■ DATASET CONTENT

⟨

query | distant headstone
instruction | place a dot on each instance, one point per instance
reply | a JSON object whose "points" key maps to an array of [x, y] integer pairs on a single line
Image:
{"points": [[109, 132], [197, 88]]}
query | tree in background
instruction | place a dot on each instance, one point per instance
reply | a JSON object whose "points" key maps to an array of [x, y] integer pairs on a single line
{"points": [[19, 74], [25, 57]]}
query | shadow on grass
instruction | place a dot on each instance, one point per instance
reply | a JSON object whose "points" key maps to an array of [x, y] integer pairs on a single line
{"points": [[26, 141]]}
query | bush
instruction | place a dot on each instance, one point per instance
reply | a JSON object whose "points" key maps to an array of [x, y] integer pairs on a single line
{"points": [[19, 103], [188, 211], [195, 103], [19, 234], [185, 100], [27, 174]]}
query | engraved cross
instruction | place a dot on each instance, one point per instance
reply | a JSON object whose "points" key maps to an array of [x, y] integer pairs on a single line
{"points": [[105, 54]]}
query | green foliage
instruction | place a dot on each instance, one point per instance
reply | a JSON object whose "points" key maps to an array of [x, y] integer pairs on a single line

⟩

■ WHAT THE TASK ASKS
Copy out all of the entries above, swapping "dot" for "marker" wherever it occurs and leaving everything else untouched.

■ EXERCISE SOLUTION
query | distant headstone
instruction | place a marker on each instance, one point per instance
reply | a JSON object whose "points" key maps to an array of [x, y] integer pairs on a single line
Image:
{"points": [[109, 132], [197, 88]]}
query | tree in background
instruction | place a marker on each instance, one point per instance
reply | a JSON object whose "points" key maps to an array of [x, y] integer pairs on a single line
{"points": [[19, 74], [25, 57]]}
query | shadow on grass
instruction | place a marker on each instance, one point per instance
reply | a JSON object whose "points" key maps to an array of [x, y] integer pairs on a single line
{"points": [[26, 141]]}
query | bush
instruction | place a marker on each instance, one point per instance
reply | a JSON object whose "points" key maps to an array of [x, y] integer pairs on a single line
{"points": [[19, 103], [188, 211], [195, 103], [19, 234], [185, 100], [27, 174]]}
query | engraved cross
instruction | place a marker on each instance, one point per instance
reply | a JSON object whose "points" key maps to an array of [x, y] integer pairs on a single line
{"points": [[105, 54]]}
query | green foliage
instruction | place a marker on each instance, one point per instance
reply | a JSON object whose "points" key maps to an array of [x, y] integer pairs on a single line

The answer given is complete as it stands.